What the exercise asks
Output the lines of the records from the one containing "Target: treeline" through the last, both ends included. Leave pictures out.

START Source records

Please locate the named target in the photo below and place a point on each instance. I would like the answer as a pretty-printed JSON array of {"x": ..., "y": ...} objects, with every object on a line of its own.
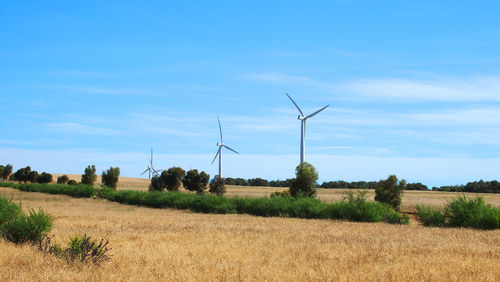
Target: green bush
[
  {"x": 462, "y": 212},
  {"x": 194, "y": 181},
  {"x": 158, "y": 183},
  {"x": 304, "y": 183},
  {"x": 85, "y": 249},
  {"x": 7, "y": 171},
  {"x": 63, "y": 179},
  {"x": 430, "y": 216},
  {"x": 217, "y": 186},
  {"x": 81, "y": 248},
  {"x": 389, "y": 191},
  {"x": 105, "y": 192},
  {"x": 110, "y": 177},
  {"x": 17, "y": 227},
  {"x": 44, "y": 178},
  {"x": 173, "y": 178},
  {"x": 89, "y": 177}
]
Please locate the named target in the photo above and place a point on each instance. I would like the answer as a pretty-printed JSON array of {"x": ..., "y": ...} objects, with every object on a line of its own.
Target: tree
[
  {"x": 389, "y": 191},
  {"x": 217, "y": 186},
  {"x": 173, "y": 179},
  {"x": 416, "y": 186},
  {"x": 304, "y": 183},
  {"x": 63, "y": 179},
  {"x": 44, "y": 178},
  {"x": 7, "y": 171},
  {"x": 157, "y": 183},
  {"x": 110, "y": 177},
  {"x": 23, "y": 174},
  {"x": 89, "y": 177},
  {"x": 194, "y": 181}
]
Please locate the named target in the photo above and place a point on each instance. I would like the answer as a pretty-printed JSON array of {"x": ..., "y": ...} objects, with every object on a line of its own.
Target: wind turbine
[
  {"x": 150, "y": 167},
  {"x": 303, "y": 119},
  {"x": 219, "y": 151}
]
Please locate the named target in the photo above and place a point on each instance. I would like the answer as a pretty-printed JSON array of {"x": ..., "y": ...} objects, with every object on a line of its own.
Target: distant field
[
  {"x": 163, "y": 244},
  {"x": 410, "y": 198}
]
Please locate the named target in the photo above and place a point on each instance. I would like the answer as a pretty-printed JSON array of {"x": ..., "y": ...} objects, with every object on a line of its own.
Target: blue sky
[{"x": 413, "y": 87}]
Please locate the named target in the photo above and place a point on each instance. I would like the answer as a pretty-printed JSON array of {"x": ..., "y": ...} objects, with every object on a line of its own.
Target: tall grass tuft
[{"x": 17, "y": 227}]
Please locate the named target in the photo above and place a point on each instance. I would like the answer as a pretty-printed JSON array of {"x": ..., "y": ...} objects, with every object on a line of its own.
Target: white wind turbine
[
  {"x": 219, "y": 151},
  {"x": 150, "y": 166},
  {"x": 303, "y": 119}
]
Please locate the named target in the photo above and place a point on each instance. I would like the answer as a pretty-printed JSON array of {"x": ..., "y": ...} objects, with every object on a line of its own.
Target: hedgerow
[
  {"x": 77, "y": 191},
  {"x": 307, "y": 207},
  {"x": 462, "y": 212},
  {"x": 275, "y": 206}
]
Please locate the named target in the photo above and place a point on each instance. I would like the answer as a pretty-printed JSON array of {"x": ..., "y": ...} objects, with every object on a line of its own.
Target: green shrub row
[
  {"x": 351, "y": 210},
  {"x": 274, "y": 206},
  {"x": 462, "y": 212},
  {"x": 18, "y": 227},
  {"x": 77, "y": 191}
]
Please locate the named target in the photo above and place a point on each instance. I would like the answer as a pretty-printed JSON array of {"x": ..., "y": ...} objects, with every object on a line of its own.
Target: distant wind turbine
[
  {"x": 150, "y": 167},
  {"x": 303, "y": 119},
  {"x": 219, "y": 151}
]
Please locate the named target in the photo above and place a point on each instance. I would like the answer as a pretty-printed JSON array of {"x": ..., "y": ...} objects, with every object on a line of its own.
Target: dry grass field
[{"x": 163, "y": 244}]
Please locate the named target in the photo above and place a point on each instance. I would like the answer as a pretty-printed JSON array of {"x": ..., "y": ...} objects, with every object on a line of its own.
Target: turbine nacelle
[
  {"x": 219, "y": 151},
  {"x": 303, "y": 119}
]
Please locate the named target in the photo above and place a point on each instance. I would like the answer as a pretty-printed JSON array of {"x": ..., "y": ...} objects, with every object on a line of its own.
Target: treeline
[
  {"x": 326, "y": 184},
  {"x": 257, "y": 182},
  {"x": 472, "y": 187}
]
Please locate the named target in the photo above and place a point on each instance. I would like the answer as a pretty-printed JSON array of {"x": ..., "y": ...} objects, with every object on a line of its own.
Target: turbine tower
[
  {"x": 150, "y": 167},
  {"x": 303, "y": 119},
  {"x": 219, "y": 151}
]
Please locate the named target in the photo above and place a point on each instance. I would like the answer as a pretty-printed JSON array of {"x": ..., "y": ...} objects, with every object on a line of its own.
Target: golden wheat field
[{"x": 165, "y": 245}]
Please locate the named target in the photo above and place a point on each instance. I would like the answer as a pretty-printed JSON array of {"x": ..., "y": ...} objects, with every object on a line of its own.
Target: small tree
[
  {"x": 110, "y": 177},
  {"x": 304, "y": 183},
  {"x": 44, "y": 178},
  {"x": 217, "y": 186},
  {"x": 89, "y": 177},
  {"x": 63, "y": 179},
  {"x": 173, "y": 179},
  {"x": 194, "y": 181},
  {"x": 7, "y": 171},
  {"x": 389, "y": 191},
  {"x": 158, "y": 183}
]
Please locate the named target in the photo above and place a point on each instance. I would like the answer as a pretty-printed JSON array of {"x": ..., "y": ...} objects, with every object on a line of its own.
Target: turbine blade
[
  {"x": 218, "y": 152},
  {"x": 316, "y": 112},
  {"x": 227, "y": 147},
  {"x": 300, "y": 111},
  {"x": 220, "y": 129}
]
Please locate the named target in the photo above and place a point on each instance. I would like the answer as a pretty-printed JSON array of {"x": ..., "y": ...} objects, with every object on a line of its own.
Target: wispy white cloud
[
  {"x": 458, "y": 89},
  {"x": 78, "y": 128},
  {"x": 98, "y": 89},
  {"x": 445, "y": 90}
]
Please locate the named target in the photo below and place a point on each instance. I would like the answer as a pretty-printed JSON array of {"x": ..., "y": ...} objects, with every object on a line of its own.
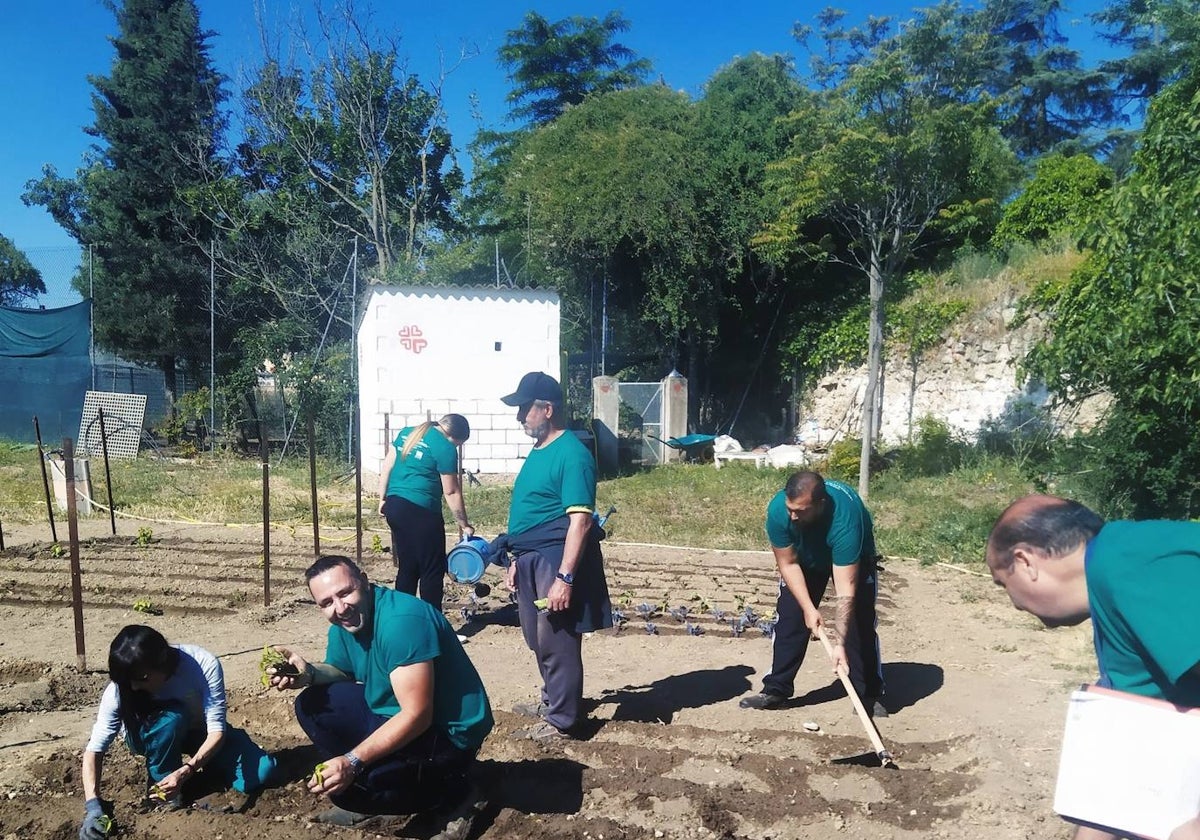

END Source records

Your response
Target: treeline
[
  {"x": 326, "y": 184},
  {"x": 257, "y": 182},
  {"x": 472, "y": 187}
]
Please locate the named target in the photo above and place a point on each instance. I would like the answer as a pretty-printed JSON array of {"x": ..., "y": ...} objects, with every object on a line of its own.
Target: turbine tower
[
  {"x": 150, "y": 167},
  {"x": 303, "y": 119},
  {"x": 219, "y": 151}
]
Please locate the named target in the photo above and place a point on each instance. I would like the answer as a pretty-printed JSON array of {"x": ..., "y": ...} objects, with every object on a line of its own.
Target: golden wheat field
[{"x": 165, "y": 245}]
Please locate the named target in the photo above and place a point on each instance. I would like the answer as a pretty-printed JSON array of {"x": ..., "y": ...} objects, with every object on a line of its own.
Target: small tree
[
  {"x": 110, "y": 177},
  {"x": 304, "y": 183},
  {"x": 44, "y": 178},
  {"x": 217, "y": 186},
  {"x": 89, "y": 177},
  {"x": 63, "y": 179},
  {"x": 173, "y": 179},
  {"x": 194, "y": 181},
  {"x": 7, "y": 171},
  {"x": 389, "y": 191},
  {"x": 158, "y": 183}
]
Please locate the named target in the photo above and place a point on each instance. I would like the answer as a pretty-printed JSON array of {"x": ..., "y": ...} objects, with every object on a line of its own.
Target: turbine blade
[
  {"x": 218, "y": 152},
  {"x": 316, "y": 112},
  {"x": 227, "y": 147},
  {"x": 300, "y": 111},
  {"x": 220, "y": 129}
]
Please locate the named target in the photo above and place a point on each instance. I would like the answer as a pretty-printed JSON array of {"x": ..., "y": ...} objects, with every object on a line of its own.
Target: wispy white cloud
[
  {"x": 458, "y": 89},
  {"x": 78, "y": 128},
  {"x": 98, "y": 89},
  {"x": 445, "y": 90}
]
Please locate the named target in the photo below and place a point on each instance. I would like the answer as a pretty-printed JSON array of {"x": ..., "y": ...} objects, with every object on a line of its own.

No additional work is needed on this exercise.